THE TASK:
Convert the lines from the one containing "Referring to the image provided, outline the christmas tree" up to and including the one containing "Referring to the image provided, outline the pitched" into a Markdown table with the columns "Number" and "Text." Give each line its own row and skip blank lines.

PROVIDED DATA:
=======
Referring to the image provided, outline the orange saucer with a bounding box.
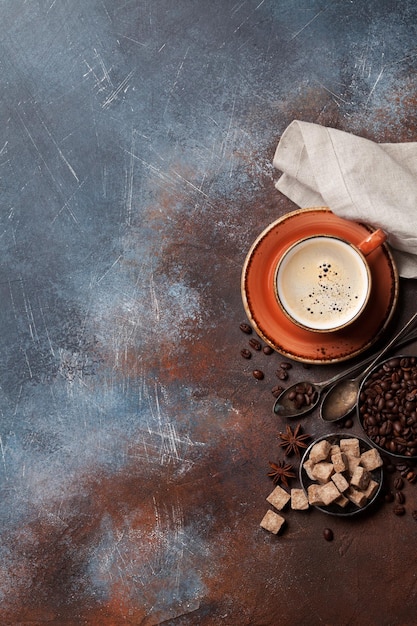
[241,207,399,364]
=======
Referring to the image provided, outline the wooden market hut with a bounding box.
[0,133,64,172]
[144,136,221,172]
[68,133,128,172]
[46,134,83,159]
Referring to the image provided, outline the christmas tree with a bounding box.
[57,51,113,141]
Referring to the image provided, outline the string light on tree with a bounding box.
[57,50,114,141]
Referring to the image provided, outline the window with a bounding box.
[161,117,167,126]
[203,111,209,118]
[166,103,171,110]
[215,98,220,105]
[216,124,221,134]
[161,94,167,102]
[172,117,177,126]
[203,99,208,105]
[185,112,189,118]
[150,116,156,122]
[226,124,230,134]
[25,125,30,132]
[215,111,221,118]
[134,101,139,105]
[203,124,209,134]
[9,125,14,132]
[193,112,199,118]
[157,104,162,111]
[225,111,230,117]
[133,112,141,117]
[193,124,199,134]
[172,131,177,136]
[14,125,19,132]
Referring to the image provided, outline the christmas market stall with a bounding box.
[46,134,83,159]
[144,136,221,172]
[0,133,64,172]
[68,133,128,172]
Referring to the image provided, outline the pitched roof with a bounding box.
=======
COMPLETE RESPONSE:
| Number | Text |
|---|---|
| 1 | Referring to the image provided, outline the christmas tree with a bounding box. |
| 2 | [57,51,113,141] |
| 3 | Referring to the image provided, outline the string light on tree with a bounding box. |
| 4 | [57,50,114,141] |
| 5 | Referring to the image provided, outline the window with a bounding box. |
| 6 | [161,117,167,126] |
| 7 | [203,111,209,118] |
| 8 | [166,103,171,110] |
| 9 | [215,98,220,105] |
| 10 | [216,124,221,134] |
| 11 | [161,94,167,102] |
| 12 | [172,117,177,126] |
| 13 | [203,99,208,105] |
| 14 | [185,112,189,118] |
| 15 | [150,116,156,122] |
| 16 | [226,124,230,134] |
| 17 | [25,125,30,132] |
| 18 | [215,111,221,118] |
| 19 | [134,101,139,105] |
| 20 | [203,124,209,134] |
| 21 | [9,125,14,132] |
| 22 | [193,112,199,118] |
| 23 | [157,104,162,111] |
| 24 | [225,111,230,117] |
| 25 | [133,112,141,117] |
| 26 | [193,124,199,134] |
| 27 | [172,131,177,136] |
| 28 | [14,125,19,132] |
| 29 | Referring to the image provided, outline the christmas market stall with a bounding box. |
| 30 | [46,134,83,159] |
| 31 | [144,136,221,172] |
| 32 | [0,133,64,172] |
| 33 | [68,133,128,172] |
| 34 | Referring to the image provided, outline the pitched roof with a bounding box. |